- [Stated problem]: Extract each line of the data below that contains the word "woman", and copy every such line in full.

↓

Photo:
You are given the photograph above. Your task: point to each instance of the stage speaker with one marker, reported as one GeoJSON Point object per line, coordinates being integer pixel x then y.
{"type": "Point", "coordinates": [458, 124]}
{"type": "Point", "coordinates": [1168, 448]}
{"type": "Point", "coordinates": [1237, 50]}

↑
↓

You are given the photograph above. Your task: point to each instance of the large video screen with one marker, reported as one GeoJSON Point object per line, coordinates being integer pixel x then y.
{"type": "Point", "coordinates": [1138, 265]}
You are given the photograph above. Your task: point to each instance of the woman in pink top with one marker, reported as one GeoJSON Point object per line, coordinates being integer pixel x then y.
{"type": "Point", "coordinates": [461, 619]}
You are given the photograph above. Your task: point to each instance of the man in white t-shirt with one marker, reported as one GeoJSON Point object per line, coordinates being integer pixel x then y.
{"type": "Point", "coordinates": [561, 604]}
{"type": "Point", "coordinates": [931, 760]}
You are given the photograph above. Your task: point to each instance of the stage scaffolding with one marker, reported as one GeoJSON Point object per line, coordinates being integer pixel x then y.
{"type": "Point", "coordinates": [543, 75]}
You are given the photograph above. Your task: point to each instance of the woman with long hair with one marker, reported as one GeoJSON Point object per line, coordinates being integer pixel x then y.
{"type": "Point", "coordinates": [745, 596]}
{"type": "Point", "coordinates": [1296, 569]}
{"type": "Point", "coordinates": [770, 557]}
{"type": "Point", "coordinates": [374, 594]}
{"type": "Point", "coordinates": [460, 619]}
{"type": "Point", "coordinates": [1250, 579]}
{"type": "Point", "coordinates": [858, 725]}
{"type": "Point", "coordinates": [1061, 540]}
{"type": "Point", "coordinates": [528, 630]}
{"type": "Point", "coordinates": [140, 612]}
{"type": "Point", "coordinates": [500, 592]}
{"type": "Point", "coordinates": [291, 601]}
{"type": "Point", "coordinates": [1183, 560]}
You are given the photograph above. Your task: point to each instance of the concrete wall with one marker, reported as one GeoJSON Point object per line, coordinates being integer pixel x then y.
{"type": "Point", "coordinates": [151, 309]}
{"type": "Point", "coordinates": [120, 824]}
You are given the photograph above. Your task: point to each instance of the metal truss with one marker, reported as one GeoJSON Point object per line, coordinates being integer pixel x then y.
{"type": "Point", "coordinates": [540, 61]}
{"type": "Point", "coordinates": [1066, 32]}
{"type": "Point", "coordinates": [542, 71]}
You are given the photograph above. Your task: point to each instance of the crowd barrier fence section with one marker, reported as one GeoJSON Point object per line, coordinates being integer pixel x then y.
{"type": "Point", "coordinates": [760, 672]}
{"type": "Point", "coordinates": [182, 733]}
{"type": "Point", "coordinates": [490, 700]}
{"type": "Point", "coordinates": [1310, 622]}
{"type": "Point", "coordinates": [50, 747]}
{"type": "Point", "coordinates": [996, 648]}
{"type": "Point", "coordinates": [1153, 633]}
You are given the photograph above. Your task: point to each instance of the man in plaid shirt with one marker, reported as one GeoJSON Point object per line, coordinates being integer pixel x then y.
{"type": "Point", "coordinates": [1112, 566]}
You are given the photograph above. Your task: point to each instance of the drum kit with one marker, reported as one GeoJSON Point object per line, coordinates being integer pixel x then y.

↑

- [Expected answer]:
You are given the photograph above. Your task: point to each instance of the woman in pink top with one marker, reported as one GeoJSON Point object per line, coordinates being integer pixel x then y.
You are given the photograph above. Your task: point to each instance of the woman with long hair with one marker, reported as one GeoJSON Point object per line, coordinates being integer pixel x then y.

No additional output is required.